Your instructions: Rewrite the lines from the line with "Task: pick out trimmed" to the line with "<point>109,595</point>", changing "trimmed hedge" to "clipped hedge" and keeping everything else as it is. Return only those lines.
--------------------
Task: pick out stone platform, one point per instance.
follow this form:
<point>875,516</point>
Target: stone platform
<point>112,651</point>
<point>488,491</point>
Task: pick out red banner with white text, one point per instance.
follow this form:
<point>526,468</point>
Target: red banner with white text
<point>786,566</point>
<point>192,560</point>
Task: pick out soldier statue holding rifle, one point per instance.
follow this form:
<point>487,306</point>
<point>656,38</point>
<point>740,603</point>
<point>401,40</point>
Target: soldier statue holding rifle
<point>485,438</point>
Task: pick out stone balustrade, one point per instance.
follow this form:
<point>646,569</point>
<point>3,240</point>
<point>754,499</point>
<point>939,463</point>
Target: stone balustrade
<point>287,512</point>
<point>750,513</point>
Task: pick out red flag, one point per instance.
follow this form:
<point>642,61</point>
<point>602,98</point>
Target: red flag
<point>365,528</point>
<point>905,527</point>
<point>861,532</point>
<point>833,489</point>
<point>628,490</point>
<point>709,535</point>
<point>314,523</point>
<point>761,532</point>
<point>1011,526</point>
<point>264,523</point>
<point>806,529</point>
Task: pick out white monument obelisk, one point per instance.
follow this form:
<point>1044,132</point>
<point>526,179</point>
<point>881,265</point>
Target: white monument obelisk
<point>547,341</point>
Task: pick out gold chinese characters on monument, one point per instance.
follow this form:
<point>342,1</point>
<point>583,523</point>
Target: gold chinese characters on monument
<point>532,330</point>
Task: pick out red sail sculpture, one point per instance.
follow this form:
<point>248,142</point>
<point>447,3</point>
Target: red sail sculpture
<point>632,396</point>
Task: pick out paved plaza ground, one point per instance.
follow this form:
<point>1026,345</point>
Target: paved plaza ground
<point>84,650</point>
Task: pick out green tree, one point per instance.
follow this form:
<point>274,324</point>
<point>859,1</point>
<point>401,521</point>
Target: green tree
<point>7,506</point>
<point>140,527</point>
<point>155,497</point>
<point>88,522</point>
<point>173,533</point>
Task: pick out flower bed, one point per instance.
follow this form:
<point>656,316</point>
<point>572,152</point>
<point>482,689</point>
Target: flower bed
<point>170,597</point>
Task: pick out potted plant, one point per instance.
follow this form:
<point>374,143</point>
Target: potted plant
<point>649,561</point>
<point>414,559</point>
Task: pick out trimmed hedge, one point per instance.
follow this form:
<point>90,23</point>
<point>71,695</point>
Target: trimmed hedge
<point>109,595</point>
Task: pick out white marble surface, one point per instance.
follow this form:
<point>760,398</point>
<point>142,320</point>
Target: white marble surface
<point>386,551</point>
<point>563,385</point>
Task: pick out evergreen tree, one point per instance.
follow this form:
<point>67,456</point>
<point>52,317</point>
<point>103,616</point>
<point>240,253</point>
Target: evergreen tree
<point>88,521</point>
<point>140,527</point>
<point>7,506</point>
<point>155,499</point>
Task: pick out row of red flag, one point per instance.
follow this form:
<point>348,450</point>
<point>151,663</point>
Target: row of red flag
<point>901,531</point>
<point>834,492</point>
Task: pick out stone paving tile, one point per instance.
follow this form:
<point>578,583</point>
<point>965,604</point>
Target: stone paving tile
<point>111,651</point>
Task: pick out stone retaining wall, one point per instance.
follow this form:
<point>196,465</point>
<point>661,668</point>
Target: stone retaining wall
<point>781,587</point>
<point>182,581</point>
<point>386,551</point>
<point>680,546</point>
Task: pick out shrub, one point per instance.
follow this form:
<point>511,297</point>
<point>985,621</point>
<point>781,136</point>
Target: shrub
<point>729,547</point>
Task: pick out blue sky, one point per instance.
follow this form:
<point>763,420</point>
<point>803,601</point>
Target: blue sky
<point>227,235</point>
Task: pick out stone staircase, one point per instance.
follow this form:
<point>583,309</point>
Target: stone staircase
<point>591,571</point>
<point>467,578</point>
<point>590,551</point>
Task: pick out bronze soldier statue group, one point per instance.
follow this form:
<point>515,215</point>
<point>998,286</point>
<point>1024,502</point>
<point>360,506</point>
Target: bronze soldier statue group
--------------------
Response to this task:
Task: pick out clipped hedge, one point per instance.
follow this form:
<point>90,23</point>
<point>71,695</point>
Target: clipped hedge
<point>109,595</point>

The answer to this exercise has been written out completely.